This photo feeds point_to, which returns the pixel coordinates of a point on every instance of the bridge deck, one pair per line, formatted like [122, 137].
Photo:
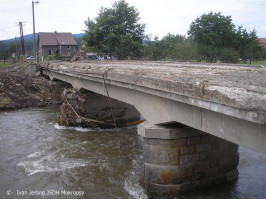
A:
[237, 86]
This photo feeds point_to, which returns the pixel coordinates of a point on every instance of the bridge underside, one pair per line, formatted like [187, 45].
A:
[186, 146]
[160, 108]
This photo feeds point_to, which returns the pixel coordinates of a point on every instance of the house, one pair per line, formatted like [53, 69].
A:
[263, 41]
[55, 43]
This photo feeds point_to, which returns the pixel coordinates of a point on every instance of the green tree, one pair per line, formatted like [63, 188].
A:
[4, 54]
[116, 31]
[212, 32]
[247, 44]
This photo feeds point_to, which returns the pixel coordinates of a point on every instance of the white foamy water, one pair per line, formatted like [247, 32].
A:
[35, 154]
[80, 129]
[39, 162]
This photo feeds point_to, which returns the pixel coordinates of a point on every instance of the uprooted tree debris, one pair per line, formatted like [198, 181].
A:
[87, 109]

-=-=-

Write out every row above again, requests included, adding 5 to each number in the answer coordinates but not to the numbers in the requests or their format samples. Leave the pictures out.

Output
This photo feeds point_to, which returns the pixel coordinates of a point on every instance of the bridge deck, one pair per line, formatted like [122, 137].
Photo:
A:
[242, 91]
This photo feeds point_to, which returns the pixel coordinates of a point on every instance of the bridge underside, one pair per line, formatted like [187, 45].
A:
[191, 151]
[165, 113]
This photo feeds point_to, which returns the pixel coordinates of a point on every instance of the house, one pair per line, formatted like [53, 69].
A:
[268, 46]
[60, 48]
This photo feeds point_to, which returns the pixel coordinates of a point on every instance of the green tree, one pair per line, formatted like [63, 188].
A:
[9, 59]
[121, 36]
[217, 37]
[252, 49]
This photo feeds point_to, which returns the pixel coordinates of a point on every instance of the white foamy water, one pair per line, formatted like [247, 32].
A:
[40, 159]
[85, 134]
[44, 167]
This photo feeds point_to, which returns the pixel coordinates of a point on every instance of the uprooted tree debris, one pair per line, formatted like [198, 181].
A:
[92, 114]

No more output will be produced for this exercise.